::: Quoted passage :::

Tuesday, October 16, 2012

Slow burn

They say that love is humble. There is no more humbling experience than loving a man incapable of truly loving anyone other than himself. I want to disintegrate into a world in which I never met him, the biggest mistake of my life until this point. Sadly, I'll be left with a lasting memory of you. I will wear it like an open sore in the depths of my being and it will burn with animosity to remind me of him.

Because there is no hate without love I refuse to honor him with such an idea. I refuse to be reminded that I once burned with desire for him. He no more deserves my hatred than he deserves my love or desire, and so I abhor his existence. Though I would not wish it to end, for neither does he deserve my wishes.

In this, I am not a better person. I am vindictive and vengeful. I am fury and anger. But he is no more deserving of my time or emotion. So for now, he is a painful memory, a slow burning in the darkest pits of my history. He is poison I shall put away and not drink anymore.

Thursday, October 4, 2012

Love is coming

Love is coming, I smell him over my left shoulder.
It's the odor of man enough to handle my crazy, my weakness, my broken, my strong, my stubborn.
He has been waiting for me to be ready,
but patience was not a virtue he was endowed with.
Like me, he has spent too much time with all the wrong people.
It is time.
Love it coming.






Wednesday, October 3, 2012

Radio



I just fell in love with myself again. This is something old I haven't posted.. not sure why because I love it! Hope you love it too!! =D

Radio

I want to cry. Not because I’m hurt. Not because of some physical pain that my incredibly clutzy self has managed to inflict and definitely not because some asshole ripped my heart out and proceeded to dance ‘la cucaracha’ on my heart, still palpitating on the floor. Although, that is how I want to feel. I want salt water gushing form my tear ducts. I should be wondering “why did you go?” and “how could you do this to me?” Even though I don’t know who “you” are because I didn’t write the damn song.

:::

▶ [Written problem A]: In the blog posts, what does the writer of "Slow burn" call the most humbling experience?
▶ [Written problem B]: In the blog posts, why does the writer of "Slow burn" refuse to hate him? Answer in one to three sentences.

::: Dataset content :::

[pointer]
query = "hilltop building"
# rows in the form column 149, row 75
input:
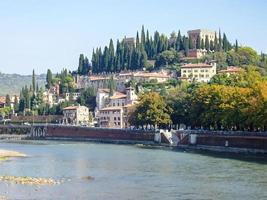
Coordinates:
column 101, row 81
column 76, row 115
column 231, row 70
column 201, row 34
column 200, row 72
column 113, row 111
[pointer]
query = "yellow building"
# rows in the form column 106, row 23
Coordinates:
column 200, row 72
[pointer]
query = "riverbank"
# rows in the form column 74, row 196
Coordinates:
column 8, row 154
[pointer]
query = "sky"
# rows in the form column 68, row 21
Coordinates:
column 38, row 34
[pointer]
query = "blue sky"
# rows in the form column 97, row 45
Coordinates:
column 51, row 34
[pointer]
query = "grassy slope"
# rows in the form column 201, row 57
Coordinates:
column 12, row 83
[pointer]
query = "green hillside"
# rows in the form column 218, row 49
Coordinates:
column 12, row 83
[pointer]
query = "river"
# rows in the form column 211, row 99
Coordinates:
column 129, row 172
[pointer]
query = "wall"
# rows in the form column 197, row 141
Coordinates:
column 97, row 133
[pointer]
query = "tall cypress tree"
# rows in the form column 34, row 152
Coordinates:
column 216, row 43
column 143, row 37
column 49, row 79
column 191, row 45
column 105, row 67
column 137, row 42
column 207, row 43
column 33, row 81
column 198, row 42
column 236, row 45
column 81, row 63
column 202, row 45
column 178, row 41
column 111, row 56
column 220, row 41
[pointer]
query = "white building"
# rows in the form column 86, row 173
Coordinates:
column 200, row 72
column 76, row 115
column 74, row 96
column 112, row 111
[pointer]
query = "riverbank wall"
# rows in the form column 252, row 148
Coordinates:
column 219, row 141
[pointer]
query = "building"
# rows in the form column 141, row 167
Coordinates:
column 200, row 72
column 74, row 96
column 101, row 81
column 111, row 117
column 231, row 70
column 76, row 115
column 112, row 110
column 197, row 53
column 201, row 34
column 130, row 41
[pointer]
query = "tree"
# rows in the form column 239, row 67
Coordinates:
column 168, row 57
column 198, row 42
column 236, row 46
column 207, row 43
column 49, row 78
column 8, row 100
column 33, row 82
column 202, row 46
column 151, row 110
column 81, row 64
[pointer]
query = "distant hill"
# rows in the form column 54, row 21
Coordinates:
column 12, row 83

:::
::: Dataset content :::

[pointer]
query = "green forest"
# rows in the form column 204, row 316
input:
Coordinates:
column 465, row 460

:::

▶ [Complete response A]: Loving a man incapable of truly loving anyone other than himself.

▶ [Complete response B]: The writer says there is no hate without love, so hating him would be a reminder of having once burned with desire for him. The writer also says he no more deserves hatred than he deserves love or desire.